__Conjunto de tareas__.
**a.** Responda, según el texto sobre Groucho Marx, a estas tres preguntas:
(i) ¿Cuál era el nombre verdadero de Groucho?
(ii) ¿A quién se señala como una de sus musas en la pantalla?
(iii) ¿En qué serie retrató Andy Warhol a los hermanos?
**b.** Resuma en dos oraciones el texto sobre Groucho Marx.
**c.** Duplique fielmente un pasaje del texto sobre Groucho Marx: comience en las palabras "Homenaje al incomprendido" y deténgase después de "de sus inicios.".

__Fragmento del texto__.
--- --- ---

Homenaje al incomprendido Warhol del cine El profesor Quincy Adams Wagstaff, Rufus T. Firefly, Otis P. Driftwood, el doctor Hugo Z. Hackenbush o J. Cheever Loophole son algunos de los personajes de nombre imposible que interpretó Groucho Marx en el cine. Ya nadie usa nombres así a no ser que se llame Thomas Pynchon y escriba novelas, tampoco quedan cómicos como él a no ser Woody Allen, aunque hoy ya sólo sea una sombra del parlanchín de sus inicios.
Groucho creó una máscara no para ocultarse sino para autentificarse ante los demás, quizás porque -como Friedrich Nietzsche- sabía que todo lo profundo la necesita. Le bastaron unas cejas y un bigote pintados, un puro, los andares de un coronel que ha perdido el paso, la apariencia de alguien que se auto invita a todas las fiestas, y los reflejos de un superhéroe en el arte de la esgrima verbal. Con eso se fabricó a sí mismo, más allá del bien y del mal, sin pelos en la lengua ni muchos disimulos para ocultar sus picardías ante Margaret Dumont, una de sus musas en la pantalla, o para destruir de una vez por todas cuanto se le pusiese por delante.
Groucho se llamaba Julius Henry, pero en una partida de póquer un jugador lo bautizó de nuevo, a modo de consolación después de desplumarlo junto a sus hermanos, a quienes también les proporcionó el nombre artístico por el que los conocemos: Chico y Harpo (porque Zeppo no duró mucho a su lado). A los tres los inmortalizó el cine primero y el arte después, cuando Andy Warhol los retrató en su serie de Genios judíos, al lado de Albert Einstein o Franz Kafka.

--- --- ---

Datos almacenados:
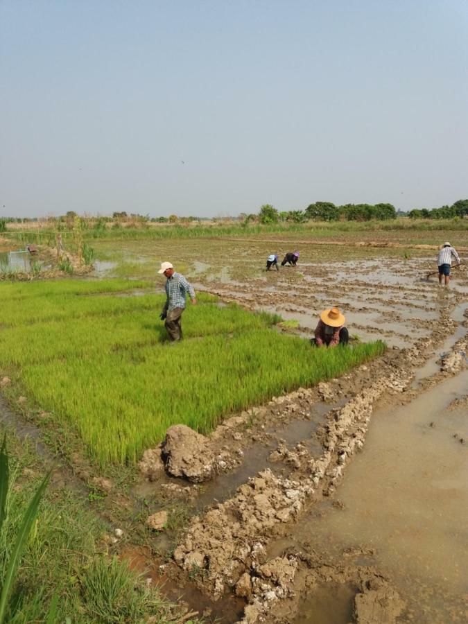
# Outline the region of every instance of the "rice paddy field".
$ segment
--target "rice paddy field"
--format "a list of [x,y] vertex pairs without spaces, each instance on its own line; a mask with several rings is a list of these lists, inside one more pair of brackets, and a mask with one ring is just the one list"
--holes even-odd
[[171,344],[150,282],[4,284],[0,368],[99,465],[136,462],[172,424],[211,431],[227,415],[339,376],[381,354],[381,342],[313,349],[254,313],[200,293]]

--- --- ---

__Respuestas del ejercicio__.
**a.**
(i) Julius Henry.
(ii) Margaret Dumont.
(iii) En su serie de Genios judíos.

**b.** Groucho Marx interpretó en el cine personajes de nombres imposibles y se fabricó una máscara con unas cejas y un bigote pintados, un puro y unos reflejos de superhéroe en la esgrima verbal. Su nombre era Julius Henry, pero un jugador de póquer lo rebautizó, y Andy Warhol lo retrató junto a sus hermanos Chico y Harpo en su serie de Genios judíos.

**c.**
Homenaje al incomprendido Warhol del cine El profesor Quincy Adams Wagstaff, Rufus T. Firefly, Otis P. Driftwood, el doctor Hugo Z. Hackenbush o J. Cheever Loophole son algunos de los personajes de nombre imposible que interpretó Groucho Marx en el cine. Ya nadie usa nombres así a no ser que se llame Thomas Pynchon y escriba novelas, tampoco quedan cómicos como él a no ser Woody Allen, aunque hoy ya sólo sea una sombra del parlanchín de sus inicios.